Exercise aim: Reproduce each line of the material precisely.

+===+

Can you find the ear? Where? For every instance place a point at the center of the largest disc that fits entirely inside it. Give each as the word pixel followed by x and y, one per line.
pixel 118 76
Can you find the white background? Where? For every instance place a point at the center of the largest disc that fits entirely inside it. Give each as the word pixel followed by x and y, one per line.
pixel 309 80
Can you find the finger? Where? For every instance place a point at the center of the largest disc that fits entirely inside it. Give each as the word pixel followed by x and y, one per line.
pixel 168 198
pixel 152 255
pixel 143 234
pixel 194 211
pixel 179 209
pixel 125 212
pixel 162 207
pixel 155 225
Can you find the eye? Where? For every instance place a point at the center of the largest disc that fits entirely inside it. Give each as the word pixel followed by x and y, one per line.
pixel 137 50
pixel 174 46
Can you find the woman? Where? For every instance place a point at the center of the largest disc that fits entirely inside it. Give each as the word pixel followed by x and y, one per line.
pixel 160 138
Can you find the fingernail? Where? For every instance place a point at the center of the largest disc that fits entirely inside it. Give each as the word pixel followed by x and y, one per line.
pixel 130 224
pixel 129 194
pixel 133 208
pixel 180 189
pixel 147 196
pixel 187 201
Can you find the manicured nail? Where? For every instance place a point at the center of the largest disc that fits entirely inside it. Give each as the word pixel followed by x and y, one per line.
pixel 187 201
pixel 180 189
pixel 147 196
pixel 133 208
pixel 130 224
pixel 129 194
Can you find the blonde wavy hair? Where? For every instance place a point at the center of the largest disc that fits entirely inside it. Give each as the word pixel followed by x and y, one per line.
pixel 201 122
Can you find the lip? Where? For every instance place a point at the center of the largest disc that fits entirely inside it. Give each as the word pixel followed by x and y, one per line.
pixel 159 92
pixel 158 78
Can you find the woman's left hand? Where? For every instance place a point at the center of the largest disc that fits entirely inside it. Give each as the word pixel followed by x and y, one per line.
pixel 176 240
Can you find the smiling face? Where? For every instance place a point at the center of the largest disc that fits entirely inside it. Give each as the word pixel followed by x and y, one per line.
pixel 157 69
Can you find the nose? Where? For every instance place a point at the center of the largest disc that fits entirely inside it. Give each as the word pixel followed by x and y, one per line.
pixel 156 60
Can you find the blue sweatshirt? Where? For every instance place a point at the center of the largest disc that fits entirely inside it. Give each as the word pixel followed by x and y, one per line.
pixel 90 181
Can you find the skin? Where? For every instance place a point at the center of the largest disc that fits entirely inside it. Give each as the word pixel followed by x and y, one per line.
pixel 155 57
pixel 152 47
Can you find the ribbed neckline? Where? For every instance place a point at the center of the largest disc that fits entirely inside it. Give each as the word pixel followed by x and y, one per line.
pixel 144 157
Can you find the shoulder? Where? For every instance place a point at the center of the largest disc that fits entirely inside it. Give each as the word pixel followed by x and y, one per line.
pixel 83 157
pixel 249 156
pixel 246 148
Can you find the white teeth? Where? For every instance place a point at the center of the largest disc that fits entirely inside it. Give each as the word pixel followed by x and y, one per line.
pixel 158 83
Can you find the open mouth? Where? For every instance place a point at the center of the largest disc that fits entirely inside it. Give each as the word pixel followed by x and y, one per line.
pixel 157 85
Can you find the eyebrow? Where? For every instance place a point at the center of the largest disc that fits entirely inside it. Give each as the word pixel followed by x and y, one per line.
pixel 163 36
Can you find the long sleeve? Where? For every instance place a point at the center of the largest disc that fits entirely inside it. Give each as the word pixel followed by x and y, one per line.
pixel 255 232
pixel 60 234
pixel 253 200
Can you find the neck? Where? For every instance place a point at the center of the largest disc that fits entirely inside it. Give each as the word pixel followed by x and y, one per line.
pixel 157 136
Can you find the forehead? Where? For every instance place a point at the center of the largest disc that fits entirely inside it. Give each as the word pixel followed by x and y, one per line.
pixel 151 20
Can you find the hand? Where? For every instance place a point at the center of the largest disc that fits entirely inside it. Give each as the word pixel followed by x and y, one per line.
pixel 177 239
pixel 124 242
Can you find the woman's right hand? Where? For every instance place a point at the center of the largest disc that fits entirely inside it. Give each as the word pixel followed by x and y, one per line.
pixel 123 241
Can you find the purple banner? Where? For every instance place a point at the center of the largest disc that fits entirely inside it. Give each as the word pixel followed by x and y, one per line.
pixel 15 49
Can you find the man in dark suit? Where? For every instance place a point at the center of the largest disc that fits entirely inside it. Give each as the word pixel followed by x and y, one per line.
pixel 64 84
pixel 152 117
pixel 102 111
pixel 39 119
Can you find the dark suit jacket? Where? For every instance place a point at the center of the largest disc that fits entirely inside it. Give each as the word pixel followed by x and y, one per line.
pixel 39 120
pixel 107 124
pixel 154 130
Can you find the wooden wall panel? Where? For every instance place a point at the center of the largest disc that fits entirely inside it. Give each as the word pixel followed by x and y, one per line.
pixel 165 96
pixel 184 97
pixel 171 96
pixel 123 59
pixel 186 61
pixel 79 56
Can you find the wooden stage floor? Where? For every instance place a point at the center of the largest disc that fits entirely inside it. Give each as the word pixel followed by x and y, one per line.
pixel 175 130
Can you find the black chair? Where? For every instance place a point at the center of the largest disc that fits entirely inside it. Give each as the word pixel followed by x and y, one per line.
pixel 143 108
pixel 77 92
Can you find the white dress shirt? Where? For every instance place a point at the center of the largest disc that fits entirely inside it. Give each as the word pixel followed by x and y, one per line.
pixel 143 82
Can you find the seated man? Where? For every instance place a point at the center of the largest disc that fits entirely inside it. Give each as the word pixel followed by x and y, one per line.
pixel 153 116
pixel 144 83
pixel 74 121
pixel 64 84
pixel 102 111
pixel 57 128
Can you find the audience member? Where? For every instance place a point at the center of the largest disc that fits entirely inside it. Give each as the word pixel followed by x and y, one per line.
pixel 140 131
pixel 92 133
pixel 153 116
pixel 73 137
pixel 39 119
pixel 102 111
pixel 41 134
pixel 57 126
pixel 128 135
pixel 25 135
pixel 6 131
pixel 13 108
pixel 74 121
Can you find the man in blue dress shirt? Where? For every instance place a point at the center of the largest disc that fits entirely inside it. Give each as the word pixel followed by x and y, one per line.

+===+

Task solution:
Can you find the ear? Where? For every instance place a point at the center of the largest disc that fits entirely inside it. Give each as the word pixel followed by x and y, one per line.
pixel 118 76
Can you find the white background? Where? For every instance place a point at the center of the largest disc that fits entirely inside it. Give each as the word pixel followed by x and y, one per line.
pixel 309 80
Can you find the finger? Where? For every instance place a point at the center of the largest disc that fits entirely inside it. Give each as the word pixel followed by x and y, one per line.
pixel 168 198
pixel 152 255
pixel 143 234
pixel 194 211
pixel 179 209
pixel 125 212
pixel 162 207
pixel 155 225
Can you find the eye? Where? For every instance place a point at the center of the largest disc that fits entirely inside it. Give each as the word pixel followed by x and y, one per line.
pixel 137 50
pixel 174 46
Can you find the woman? Where? For every instance place a point at the center of the largest disc that fits entirely inside it. Give each as the word pixel followed by x and y, one per line.
pixel 160 138
Can you find the fingernail? Where? For every instance place a point at the center of the largest disc that fits entirely inside it. Give each as the word pixel followed by x and y, one per line.
pixel 130 224
pixel 129 194
pixel 133 208
pixel 180 189
pixel 147 196
pixel 187 201
Can you find the manicured nail? Where? For every instance place a point at the center of the largest disc that fits entirely inside it. Give each as the word pixel followed by x and y, one per line.
pixel 187 201
pixel 180 189
pixel 147 196
pixel 133 208
pixel 130 224
pixel 129 194
Can you find the blonde wavy hair? Where? For every instance place a point at the center of the largest disc that fits entirely inside it. Give each as the word pixel followed by x and y, one per line.
pixel 201 122
Can you find the lip? Where? For every instance place a point at the center of the largest disc that fits entirely inside it. Give each as the word pixel followed by x and y, one per line.
pixel 159 92
pixel 158 78
Can you find the woman's left hand? Where? For every instance place a point at the center of the largest disc that fits entirely inside it. Give each as the word pixel followed by x and y, one per line.
pixel 176 240
Can you find the smiling face? Where? For every instance place a point at the center of the largest disc that fits entirely inside it. Give each as the word pixel followed by x and y, one per line.
pixel 157 69
Can you find the nose? Where? For every instance place a point at the center of the largest disc that fits entirely inside it. Give each as the word pixel followed by x and y, one per line.
pixel 156 60
Can you find the blue sweatshirt? Where? For every instance place a point at the center of the largest disc that fits entirely inside it. Give each as the word pixel followed by x and y, one per line.
pixel 90 181
Can you find the skin? Where? For every instance place a point at the center of the largest disc that fits entirely inside it. Give each as the word pixel followed by x and y, one per line.
pixel 155 57
pixel 152 47
Can you find the ribbed neckline? Where? For every instance place a point at the center of the largest disc that fits entirely inside it. Give each as the word pixel followed by x and y, one per line.
pixel 144 157
Can you find the shoulder? Where? For every instance place a point at the center of the largest disc that fits entirely inside it. Give each as the word pixel followed by x and y, one per line.
pixel 83 157
pixel 249 156
pixel 246 148
Can you find the white teeth? Where? For every instance place a point at the center of the largest disc that fits entirely inside it. Give each as the word pixel followed by x and y, one per line.
pixel 158 83
Can you find the open mouth? Where? For every instance place a point at the center of the largest disc that fits entirely inside it. Give each as the word pixel followed by x and y, one per line.
pixel 157 85
Can you find the eyebrow? Where? For every instance place a point at the center of the largest disc that fits entirely inside it. Give each as the word pixel followed by x and y, one per line.
pixel 163 36
Can you find the long sleeve? Where? For every instance place a point at the center of the largest disc that fits entirely inside it. Give each as the word pixel followed by x and y, one per line.
pixel 255 232
pixel 60 234
pixel 253 200
Can you find the neck? Where? For every instance place a point at the center of the largest disc that fits entirely inside it. Give each as the word pixel followed by x and y, one per line.
pixel 157 136
Can you find the forehead? Where? For every instance place a point at the center of the largest disc that fits entirely inside it. Give each as the word pixel followed by x and y, one per line.
pixel 151 20
Can you find the hand? Where? For every instance place a point at the center of the largest disc that fits entirely inside it. Give each as the word pixel followed by x and y, one per line.
pixel 177 239
pixel 124 242
Can you find the woman's right hand? Where? For every instance place a point at the center of the largest disc that fits entirely inside it. Give each as the word pixel followed by x and y, one per line.
pixel 123 241
Can you find the purple banner? Where? For every instance place a point at the center of the largest disc that fits entirely inside it. Give each as the word pixel followed by x and y, one per line.
pixel 15 49
Can you find the man in dark suit? Where? For every instance place a point at the center of the largest disc that fits entirely inside it. Give each as the word pixel followed by x and y, one per line.
pixel 64 84
pixel 152 117
pixel 102 111
pixel 39 119
Can you find the dark suit jacket? Where? For every instance place a point at the center of the largest disc that fits entirely inside it. Give each as the word pixel followed by x and y, one per line.
pixel 39 120
pixel 107 124
pixel 154 130
Can you find the wooden wall panel? Where? For every instance place a point at the center of the largest disc that fits entirely inside it. Give each as the word pixel followed by x and y, one per line.
pixel 165 96
pixel 184 97
pixel 171 96
pixel 123 59
pixel 186 61
pixel 79 56
Can you find the wooden stage floor? Where? For every instance place a point at the center of the largest disc that fits entirely inside it. Give each as the word pixel followed by x and y, one per line.
pixel 175 130
Can you find the black chair? Where? For every instance place a point at the center of the largest disc that fits entirely inside it. Give each as the word pixel followed by x and y, one per line.
pixel 143 108
pixel 77 92
Can you find the white dress shirt? Where? For every instance place a point at the center of the largest disc that fits entirely inside it. Give each as the word pixel followed by x and y, one per line.
pixel 143 82
Can you find the seated man? Where? For every instance place a point at the center of the largest disc that fits entirely inside it. Give each as the word pixel followed by x and y, one per line.
pixel 153 116
pixel 144 83
pixel 74 121
pixel 64 84
pixel 102 111
pixel 57 128
Can you find the audience member? Where? For every instance place a point at the center of the largest disc that fits entirely inside it. Give each as the word pixel followed by x and y, one per line.
pixel 140 131
pixel 92 133
pixel 153 116
pixel 73 137
pixel 39 119
pixel 102 111
pixel 41 134
pixel 57 126
pixel 128 135
pixel 25 135
pixel 6 131
pixel 13 108
pixel 74 121
Can you find the man in blue dress shirt? Where? For every instance place a point at the center of the largest disc that fits entirely inside it. Give each as the word pixel followed by x and y, one per line.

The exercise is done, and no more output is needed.